**Extrait du document**
Les faits relatés sont souvent impressionnants et marquants :  anecdotes familiales au Vietnam,  récits de la condition de parias de la famille de Kim Thuy pendant la période communiste, avec notamment toute une période où des soldats avaient réquisitionné leur maison et où Kim et ses parents étaient assignés à résidence,  traversée horrible et dangereuse sur un bateau de fortune, la vie précaire dans un camp de réfugiés, l’arrivée au Québec avec les différences culturelles et l’énergie des parents déclassés pour que leurs enfants arrivent à s’adapter à leur nouveau pays et connaissent la réussite. Ce qui m’a décontenancée est le ton de la narratrice qui raconte ces histoires avec recul et détachement, et parfois même de l’ironie, en décalage avec le côté émouvant ou révoltant de ce qui est narré. J’ai senti que, revenue de tout, elle était capable de prendre de la distance avec ce qui lui arrivait, et d’envisager sa vie de façon sereine et apaisée. Ayant dû tout quitter, la narratrice considère que tout est éphémère, et a appris à ne pas s’attacher, que ce soit au niveau matériel, comme au niveau sentimental.

**Entrées fournies**
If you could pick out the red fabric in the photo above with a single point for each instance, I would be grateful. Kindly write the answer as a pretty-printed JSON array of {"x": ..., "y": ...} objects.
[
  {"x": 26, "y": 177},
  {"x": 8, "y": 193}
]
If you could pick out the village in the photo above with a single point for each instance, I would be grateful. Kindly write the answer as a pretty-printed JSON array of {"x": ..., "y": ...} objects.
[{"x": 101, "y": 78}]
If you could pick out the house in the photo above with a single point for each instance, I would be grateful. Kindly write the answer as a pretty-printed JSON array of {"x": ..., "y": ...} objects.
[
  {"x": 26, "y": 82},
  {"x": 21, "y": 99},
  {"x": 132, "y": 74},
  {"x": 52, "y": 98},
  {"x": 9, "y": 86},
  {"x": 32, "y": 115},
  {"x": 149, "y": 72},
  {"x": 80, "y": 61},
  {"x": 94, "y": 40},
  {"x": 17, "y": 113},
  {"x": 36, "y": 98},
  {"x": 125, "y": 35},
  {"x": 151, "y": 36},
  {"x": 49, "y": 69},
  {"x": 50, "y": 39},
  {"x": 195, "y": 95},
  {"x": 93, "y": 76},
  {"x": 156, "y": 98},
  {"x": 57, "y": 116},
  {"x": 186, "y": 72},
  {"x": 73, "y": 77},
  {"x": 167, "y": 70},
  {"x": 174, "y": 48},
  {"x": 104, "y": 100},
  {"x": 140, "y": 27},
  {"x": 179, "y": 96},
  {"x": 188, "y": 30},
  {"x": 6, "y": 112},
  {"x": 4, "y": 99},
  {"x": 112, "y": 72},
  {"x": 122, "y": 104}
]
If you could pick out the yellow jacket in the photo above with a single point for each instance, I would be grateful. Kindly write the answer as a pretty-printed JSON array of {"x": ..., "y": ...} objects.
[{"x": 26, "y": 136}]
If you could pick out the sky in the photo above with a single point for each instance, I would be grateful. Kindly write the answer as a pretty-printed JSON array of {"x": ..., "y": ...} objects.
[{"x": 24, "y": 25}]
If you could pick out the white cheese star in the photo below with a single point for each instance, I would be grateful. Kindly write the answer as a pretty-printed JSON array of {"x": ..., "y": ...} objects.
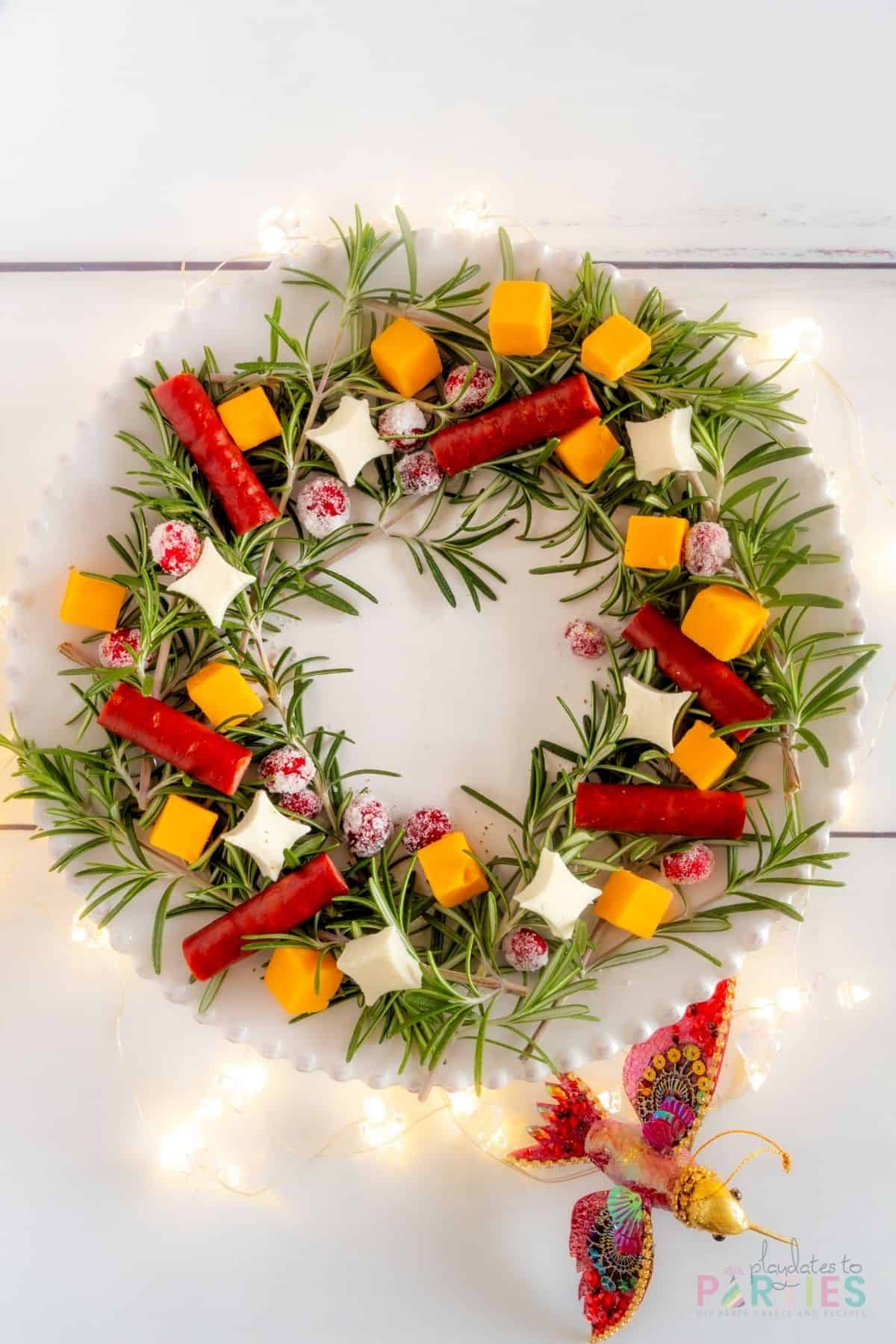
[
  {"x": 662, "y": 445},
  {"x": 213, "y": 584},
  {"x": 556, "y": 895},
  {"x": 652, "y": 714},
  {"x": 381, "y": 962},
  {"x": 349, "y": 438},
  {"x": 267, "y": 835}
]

...

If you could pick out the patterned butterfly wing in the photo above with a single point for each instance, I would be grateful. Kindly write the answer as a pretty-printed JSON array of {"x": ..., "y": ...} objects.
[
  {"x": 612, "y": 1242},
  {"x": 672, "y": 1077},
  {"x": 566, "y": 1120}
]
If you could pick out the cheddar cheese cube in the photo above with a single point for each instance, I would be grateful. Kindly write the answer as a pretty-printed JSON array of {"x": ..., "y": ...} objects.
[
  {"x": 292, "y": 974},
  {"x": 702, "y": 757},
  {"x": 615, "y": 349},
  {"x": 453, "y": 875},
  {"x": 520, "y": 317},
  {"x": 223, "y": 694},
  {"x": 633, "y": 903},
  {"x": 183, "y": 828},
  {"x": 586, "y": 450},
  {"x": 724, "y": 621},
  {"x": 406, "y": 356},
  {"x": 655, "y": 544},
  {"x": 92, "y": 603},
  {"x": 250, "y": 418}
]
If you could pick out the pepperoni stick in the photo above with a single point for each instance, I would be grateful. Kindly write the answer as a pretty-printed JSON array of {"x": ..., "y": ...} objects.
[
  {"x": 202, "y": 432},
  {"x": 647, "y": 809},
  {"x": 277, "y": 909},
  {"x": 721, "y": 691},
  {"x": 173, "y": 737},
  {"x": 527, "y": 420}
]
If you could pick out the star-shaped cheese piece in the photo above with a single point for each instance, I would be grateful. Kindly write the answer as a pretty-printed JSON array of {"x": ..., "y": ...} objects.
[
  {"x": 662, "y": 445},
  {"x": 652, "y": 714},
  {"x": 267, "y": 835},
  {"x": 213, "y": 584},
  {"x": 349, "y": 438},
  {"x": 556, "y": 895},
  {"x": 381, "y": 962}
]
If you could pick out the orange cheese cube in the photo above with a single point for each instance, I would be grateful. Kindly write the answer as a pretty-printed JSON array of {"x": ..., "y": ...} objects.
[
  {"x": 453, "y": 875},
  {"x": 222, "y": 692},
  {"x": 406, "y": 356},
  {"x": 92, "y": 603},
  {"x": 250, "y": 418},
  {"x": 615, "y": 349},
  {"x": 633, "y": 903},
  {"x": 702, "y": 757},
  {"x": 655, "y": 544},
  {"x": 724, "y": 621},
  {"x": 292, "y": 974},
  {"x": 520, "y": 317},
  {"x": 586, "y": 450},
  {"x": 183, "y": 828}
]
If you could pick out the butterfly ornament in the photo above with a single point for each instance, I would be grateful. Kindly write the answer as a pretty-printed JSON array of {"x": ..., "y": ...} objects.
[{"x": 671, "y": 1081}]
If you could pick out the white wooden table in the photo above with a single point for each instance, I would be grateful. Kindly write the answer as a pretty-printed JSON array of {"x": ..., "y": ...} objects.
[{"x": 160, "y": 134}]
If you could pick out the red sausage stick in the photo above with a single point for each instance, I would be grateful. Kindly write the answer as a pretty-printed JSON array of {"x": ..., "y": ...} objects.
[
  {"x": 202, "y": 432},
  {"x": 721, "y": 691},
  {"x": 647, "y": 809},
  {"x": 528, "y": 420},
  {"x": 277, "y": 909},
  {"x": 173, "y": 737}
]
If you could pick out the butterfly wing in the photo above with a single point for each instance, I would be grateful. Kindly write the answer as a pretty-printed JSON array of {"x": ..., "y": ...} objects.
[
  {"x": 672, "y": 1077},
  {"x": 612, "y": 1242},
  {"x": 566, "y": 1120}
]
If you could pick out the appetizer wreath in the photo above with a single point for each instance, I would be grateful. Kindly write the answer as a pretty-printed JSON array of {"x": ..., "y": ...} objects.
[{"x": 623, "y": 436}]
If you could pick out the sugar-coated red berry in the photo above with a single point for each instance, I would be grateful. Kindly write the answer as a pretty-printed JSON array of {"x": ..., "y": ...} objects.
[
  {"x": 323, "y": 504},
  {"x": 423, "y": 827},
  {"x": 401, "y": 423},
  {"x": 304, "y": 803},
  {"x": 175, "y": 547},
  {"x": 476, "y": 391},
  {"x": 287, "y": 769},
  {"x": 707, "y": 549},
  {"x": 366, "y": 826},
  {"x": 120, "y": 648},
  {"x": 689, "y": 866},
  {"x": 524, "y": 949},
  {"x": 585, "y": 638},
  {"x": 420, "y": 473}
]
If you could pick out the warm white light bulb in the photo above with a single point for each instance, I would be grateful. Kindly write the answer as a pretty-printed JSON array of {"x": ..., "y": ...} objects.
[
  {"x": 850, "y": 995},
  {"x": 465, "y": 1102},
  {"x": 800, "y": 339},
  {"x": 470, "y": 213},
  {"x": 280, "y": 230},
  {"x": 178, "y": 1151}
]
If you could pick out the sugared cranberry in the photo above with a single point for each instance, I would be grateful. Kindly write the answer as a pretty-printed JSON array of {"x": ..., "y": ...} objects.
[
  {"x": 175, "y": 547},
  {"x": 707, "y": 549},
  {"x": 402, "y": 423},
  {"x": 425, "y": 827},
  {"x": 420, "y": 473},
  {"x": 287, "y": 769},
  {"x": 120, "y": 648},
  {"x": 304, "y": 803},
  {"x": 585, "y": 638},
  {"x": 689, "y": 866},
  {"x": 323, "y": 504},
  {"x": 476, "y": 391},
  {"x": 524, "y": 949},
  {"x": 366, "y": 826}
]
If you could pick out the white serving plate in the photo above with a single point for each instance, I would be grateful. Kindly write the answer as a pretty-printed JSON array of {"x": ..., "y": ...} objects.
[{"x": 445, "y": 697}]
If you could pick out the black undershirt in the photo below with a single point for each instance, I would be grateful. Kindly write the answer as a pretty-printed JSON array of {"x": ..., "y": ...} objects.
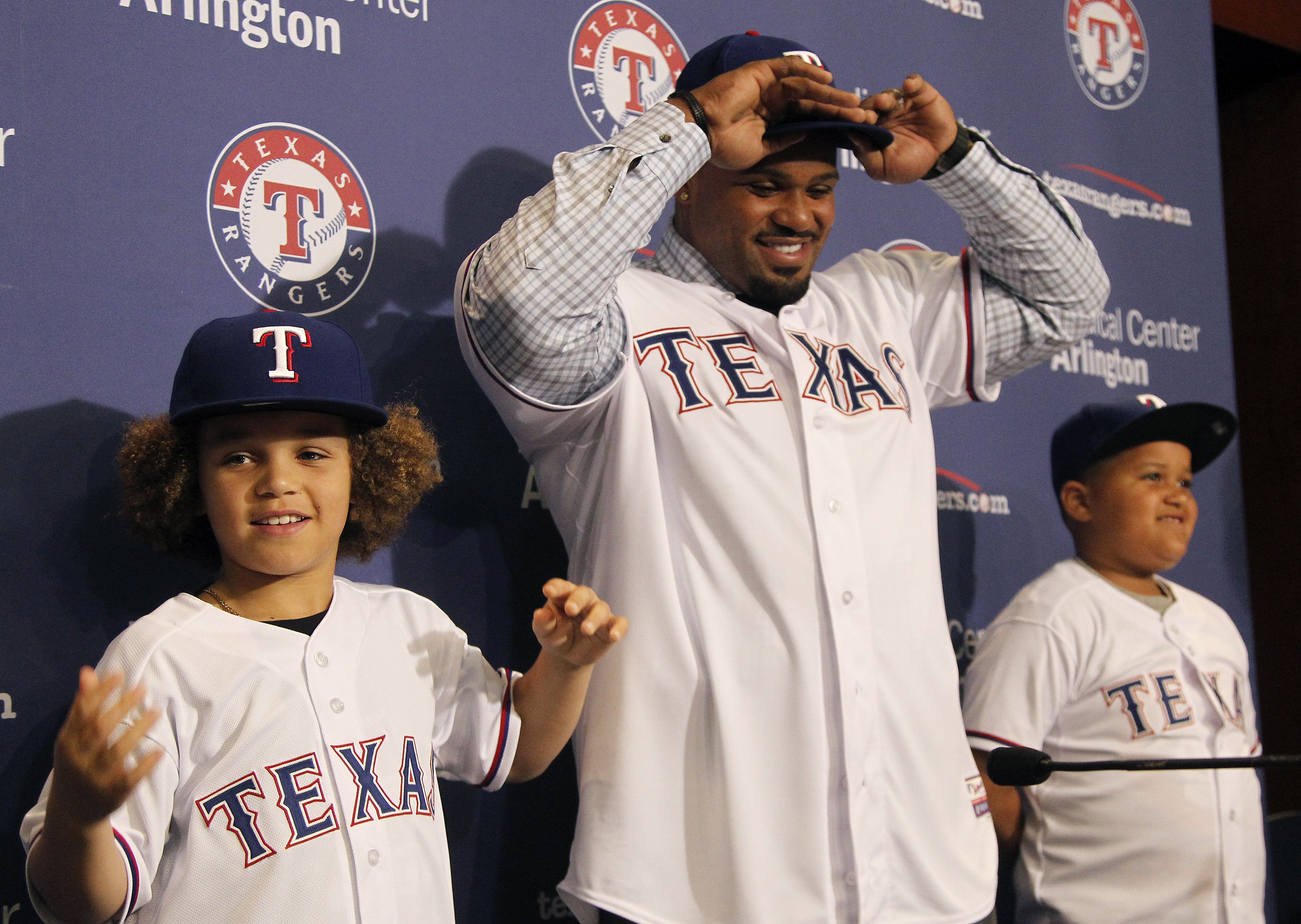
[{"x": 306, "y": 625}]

---

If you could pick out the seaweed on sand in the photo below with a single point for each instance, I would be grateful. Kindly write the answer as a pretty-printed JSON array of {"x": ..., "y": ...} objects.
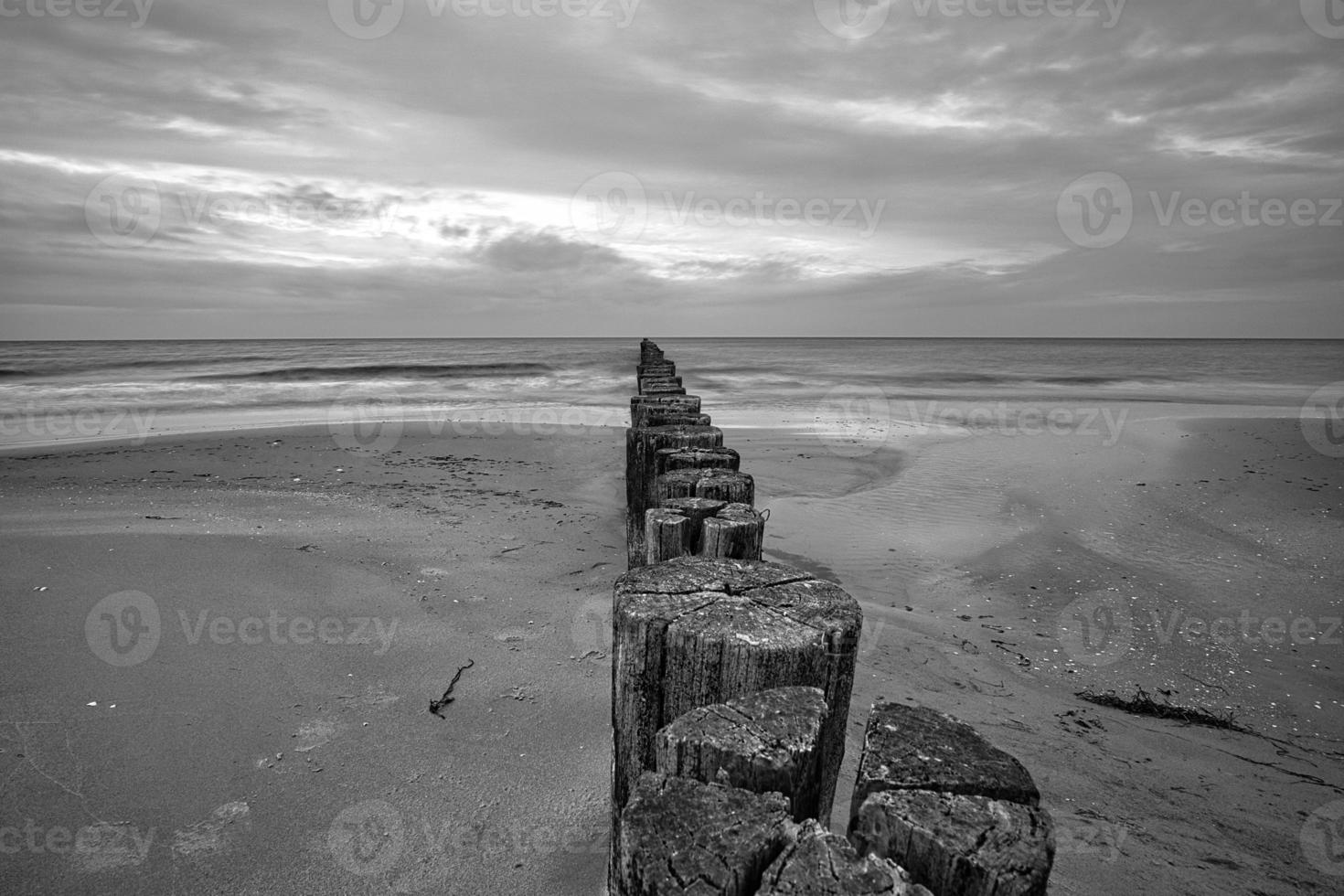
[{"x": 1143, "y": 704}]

**Actions demandées**
• a. Réécrivez sous forme de liste le paragraphe de l'extrait sur le récit de Kim Thuy qui commence par « Les faits relatés sont souvent impressionnants », en conservant ses faits principaux.
• b. Poursuivez l'extrait sur le récit de Kim Thuy à partir de sa dernière phrase.

**Réponses par consigne**
• a.
- Faits marquants relatés : anecdotes familiales au Vietnam ; condition de parias de la famille de Kim Thuy pendant la période communiste, avec la maison réquisitionnée par des soldats et Kim et ses parents assignés à résidence ; traversée horrible et dangereuse sur un bateau de fortune ; vie précaire dans un camp de réfugiés ; arrivée au Québec, différences culturelles et énergie des parents déclassés pour que leurs enfants s'adaptent et réussissent.
- Ton de la narratrice : recul, détachement, parfois ironie, en décalage avec le côté émouvant ou révoltant des faits, ce qui a décontenancé l'autrice de l'avis.
- Impression qui s'en dégage : revenue de tout, la narratrice prend de la distance avec ce qui lui arrive et envisage sa vie de façon sereine et apaisée.
- Ayant dû tout quitter, elle considère que tout est éphémère et a appris à ne pas s'attacher, ni matériellement ni sentimentalement.

• b.
J’ai quand même été gênée par cette narration déstructurée, et sans ordre chronologique. Je me souviendrai de mes impressions, de certains faits marquants (notamment cette scène où la mère envoie la narratrice enfant acheter du sucre à l’épicerie pour la forcer à s’exprimer et à prendre de l’assurance – car l’enfant parle tellement peu qu’elle se considère comme sourd-muette – et refuse qu’elle rentre à la maison sans ce fameux sucre, l’enfant passant donc l’après-midi à l’épicerie à attendre puisqu’elle n’ose pas demander le sucre au marchand), de certaines analyses et réflexions, par exemple celle où Kim Thuy évoque un paradoxe : on plaint le Vietnam à cause de la guerre, mais c’est en fait la période où elle-même a été la plus heureuse, alors que la paix ne lui a apporté que du malheur. Je ne suis par contre pas sûre de me rappeler l’histoire de la narratrice dans sa globalité, la narration déstructurée ne me permettant pas vraiment de reconstituer toute l’histoire dans ma tête dans le bon ordre. Ce sont plutôt des flashs qu’il me reste de cette autobiographique pourtant marquante et profonde, mais finalement peut-être était-ce ce que voulait l’auteur en nous racontant sa vie?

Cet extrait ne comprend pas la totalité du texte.